• Yazılı yönerge:
İhtiyati tedbir ara kararına ilişkin metne göre şu soruları yanıtlayın:
(a) Davacının önceki istinaf başvurusunu esastan reddeden daire hangisidir?
(b) İstinaf dilekçesine göre davalı şirket nasıl temsil edilmektedir?
(c) Tedbir talebine dayanak dilekçe hangi tarihlidir?

━━━ Makale

İLK DERECE MAHKEMESİNİN ARA KARARI:İlk derece mahkemesince, iddiaların yargılamayı gerektirdiği, davacının ihtiyati tedbir isteminin daha önce reddine karar verildiği ve iş bu ara karar yönünden istinaf yoluna başvurulduğu, İstanbul Bölge Adliye Mahkemesi 43. Hukuk Dairesinin 2020/1802 esas 2020/93 karar sayılı ilamı ile talebin esastan reddine karar verildiği, davacı vekilince yeniden ihtiyati tedbir isteminde bulunulduğu, dava dilekçesi ekinde davacının iddiasını yaklaşık olarak ispat eder bir delil sunmadığı gibi ara karar sonrasında da talebine dair bir delil sunmadan yeniden ihtiyati tedbir talebinde bulunduğu bu anlamda mevcut delil durumu itibariyle değişen bir durum olmadığı gerekçesiyle ihtiyati tedbir isteminin reddine karar verilmiştir.Bu ara kararına karşı davacı vekili tarafından istinaf başvurusunda bulunulmuştur.
İLERİ SÜRÜLEN İSTİNAF SEBEPLERİ : Davacı vekilinin istinaf dilekçesinde özetle; davada davalı şirketin, temsil edilemediğini, taraf teşkilinin sağlanmadığını, davalı şirketin müvekkili ve diğer hissedar … A.Ş.’nin müşterek imzası ile temsil edilmekte olup %50’şer payı olan bu iki hissedarın birlikte imzası olmadan şirketin işlem yapamadığını, ara kararın gerekçeden yoksun olduğunu, tedbir talebine dayanak 25.11.2020 tarihli dilekçesindeki iddialarını aynen tekrar ederek ilk derece mahkemesinin kararının kaldırılmasını istemiştir.

━━━━━━
━━━ Veri seti içeriği

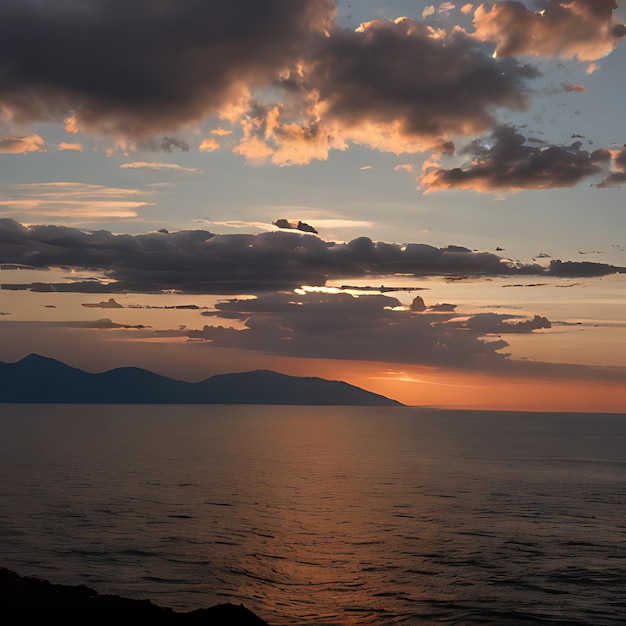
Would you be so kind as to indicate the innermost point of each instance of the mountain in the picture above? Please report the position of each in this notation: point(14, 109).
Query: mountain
point(38, 379)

━━━━━━

• Eksiksiz yanıt:
(a) İstanbul Bölge Adliye Mahkemesi 43. Hukuk Dairesi (2020/1802 esas, 2020/93 karar sayılı ilam).
(b) Şirket, davacı ve diğer hissedar … A.Ş.'nin müşterek imzasıyla temsil edilmektedir. Bu iki hissedarın payları %50'şerdir ve ikisinin birlikte imzası olmadan şirket işlem yapamamaktadır.
(c) 25.11.2020.